EXTRACTED TEXT:
Gilead Sciences awards Université de Montréal-CHU Sainte Justine researcher $170,000 for liver metabolism project.
Children born with liver metabolism diseases face severe difficulties and even death, as treatment is rarely possible. Gilead Sciences announced in San Francisco today that they will be boosting the effort to develop treatments for these conditions by awarding C$170,000 to Dr. Massimiliano Paganelli, a professor at Université de Montréal and a doctor and researcher at the university's affiliated CHU Sainte Justine children's hospital, who will now investigate new avenues of research.
“Inborn errors of liver metabolism are diseases caused by a single gene mutation entailing multiple severe and often lethal hepatic and extra-hepatic consequences. The quality of life of children and adults with enzyme deficiencies caused by such mutations is often very poor,” Dr. Paganelli explained. “My study aims at assessing the feasibility of treating inborn errors of liver metabolism by the means of cellular transplantation, thus curing the disease while freeing the patient from the need of liver transplantation and from lifelong treatments and compelling diets.”
Paganelli and his colleagues will be working specifically with children suffering from tyrosinemia in order to ascertain whether or not the approach will work in principle. More than 80% of the patients with a disease like tyrosinemia die before 2 years of age, if not treated, and even then, the long-term effects of the current treatment are unknown and patients still need to comply to strict dietary restrictions. “The first part of the project aims at generating stem cells from the patients' blood and using them to generate hepatocytes, i.e. liver cells. As these hepatocytes will be comparable to those in the body of the patient, we will be able to study them in the lab in order to better understand the disease and test new drugs,” Dr. Paganelli said.

REQUIRED ACTIONS:
[1] Name every organization or institution mentioned in the article on the liver metabolism research award.
[2] Print the passage of the article on the liver metabolism research award starting at "Paganelli and his" and ending at "Dr. Paganelli said.".
[3] According to the article on the liver metabolism research award, what share of untreated patients with a disease like tyrosinemia die before 2 years of age?

INFORMATION SUPPLIED:
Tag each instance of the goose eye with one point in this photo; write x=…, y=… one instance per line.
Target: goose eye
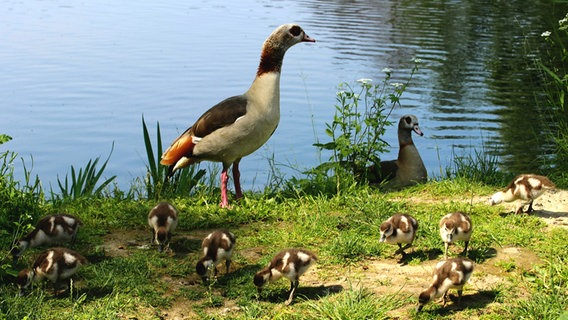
x=295, y=31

ANSWERS FOR THE EXERCISE:
[1]
Gilead Sciences
Université de Montréal
CHU Sainte Justine

[2]
Paganelli and his colleagues will be working specifically with children suffering from tyrosinemia in order to ascertain whether or not the approach will work in principle. More than 80% of the patients with a disease like tyrosinemia die before 2 years of age, if not treated, and even then, the long-term effects of the current treatment are unknown and patients still need to comply to strict dietary restrictions. “The first part of the project aims at generating stem cells from the patients' blood and using them to generate hepatocytes, i.e. liver cells. As these hepatocytes will be comparable to those in the body of the patient, we will be able to study them in the lab in order to better understand the disease and test new drugs,” Dr. Paganelli said.

[3] More than 80% of them.